• _Apply what you read_:
• a. For the book blurb below, decide whether each statement agrees with it, answering yes or no and quoting the deciding words: (i) Scott told Amanda about The Player's Club; (ii) the conditions include choosing three challenges; (iii) everyone welcomes the new recruits.
• b. Please list every label that opens a line of the book blurb below and is followed by a colon.
• c. Pick up the book blurb below after its final sentence and carry it further.

• _Extract provided_:
The Pledge: Scott Farrell, recovering Boring Guy.
The Goal: Membership in an ultrasecret consortium of urban adventurers.
The Conditions: Select three insane challenges. Tell no one. Survive.
The Complication: Amanda Wheeler, sexy girl next door.
Scott never mentioned The Player’s Club, but Amanda’s onto him. She’ll keep quiet and help him get in…if he’ll nominate her for membership. It’s a dirty little deal that launches the normally nice neighbors into a world of skydiving, burlesque—and adrenaline-soaked sex that gets better every single time.
Not everyone’s happy about the new recruits, however. And initiation may be a lot tougher than either of them expected….

• _Source material_:
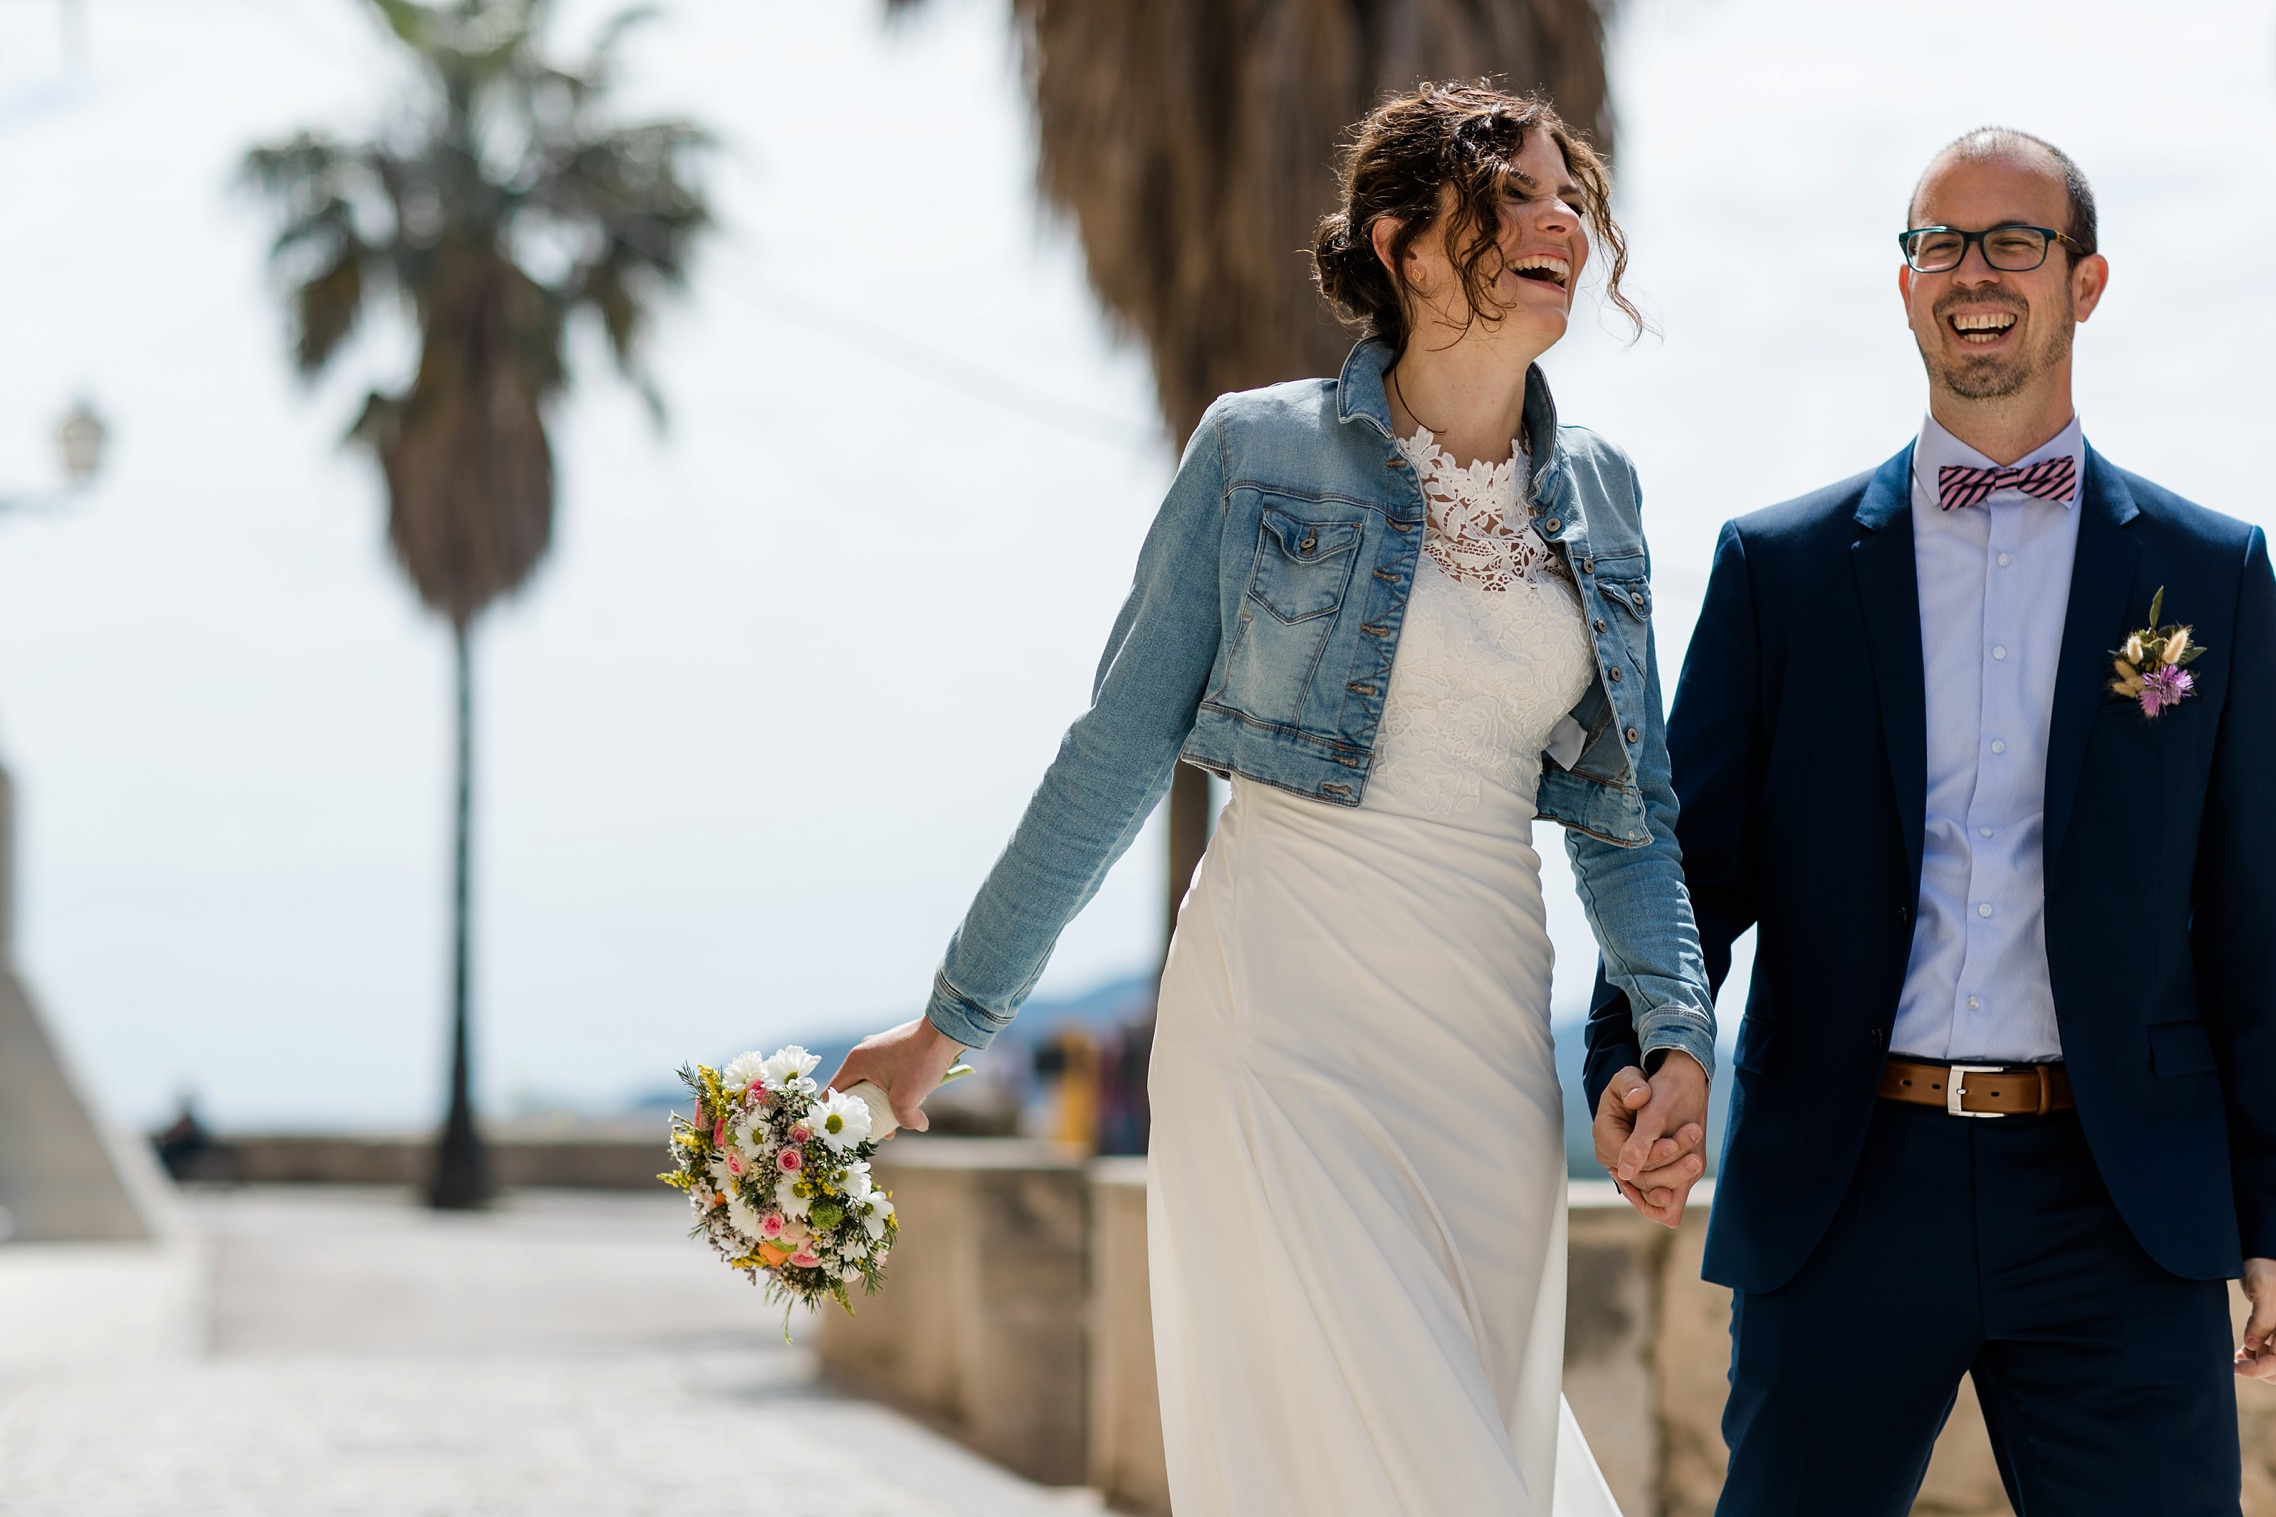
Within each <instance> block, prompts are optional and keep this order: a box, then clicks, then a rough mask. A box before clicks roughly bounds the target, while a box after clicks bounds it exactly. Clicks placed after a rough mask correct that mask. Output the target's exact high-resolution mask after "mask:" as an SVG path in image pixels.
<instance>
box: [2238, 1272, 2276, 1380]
mask: <svg viewBox="0 0 2276 1517" xmlns="http://www.w3.org/2000/svg"><path fill="white" fill-rule="evenodd" d="M2244 1296H2246V1299H2249V1301H2251V1303H2253V1317H2251V1321H2246V1324H2244V1344H2242V1346H2240V1349H2237V1374H2240V1376H2244V1378H2249V1381H2276V1260H2244Z"/></svg>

• _Numbered responses_:
• a.
(i) No: "Scott never mentioned The Player’s Club, but Amanda’s onto him."
(ii) Yes: "Select three insane challenges."
(iii) No: "Not everyone’s happy about the new recruits, however."

• b. The Pledge, The Goal, The Conditions, The Complication

• c.
*blurb taken from Goodreads*
Lou: When Minn emailed me this request, the blurb intrigued me and because it was a contemporary romance, I didn’t want to pass it up — despite the up and down relationship I have with Harlequin’s categories. This is the first book in the series about an infamous club called the Players Club, where rich males are members and every month they go and take part in stunts that annoy some people, and are the envy of others. Scott, our ordinary hero, is spying on the comings and goings of these suspicious men in his next door’s neighbours fire-escape. He starts to think they are members of the mob, and his spying is interrupted by his next door neighbour, Amanda, the heroine of the story. Scott and Amanda hit it off, and he shares with her his curiosity of what’s happening below. What Scott soon finds out — when his curiosity takes shape into going down into the alleyway where these men are gathering — is that these men are members of the Players Club. And when he’s spotted, he’s asked to join and from there Scott, the once boring data analyst, is knee deep in the Player Club, and soon enough, Amanda is also caught in the action. So despite my like of the premise, and what I thought of the cute romance between Scott and Amanda, I really really disliked this book and some of the aspects that made me think are these characters supposed to be adults.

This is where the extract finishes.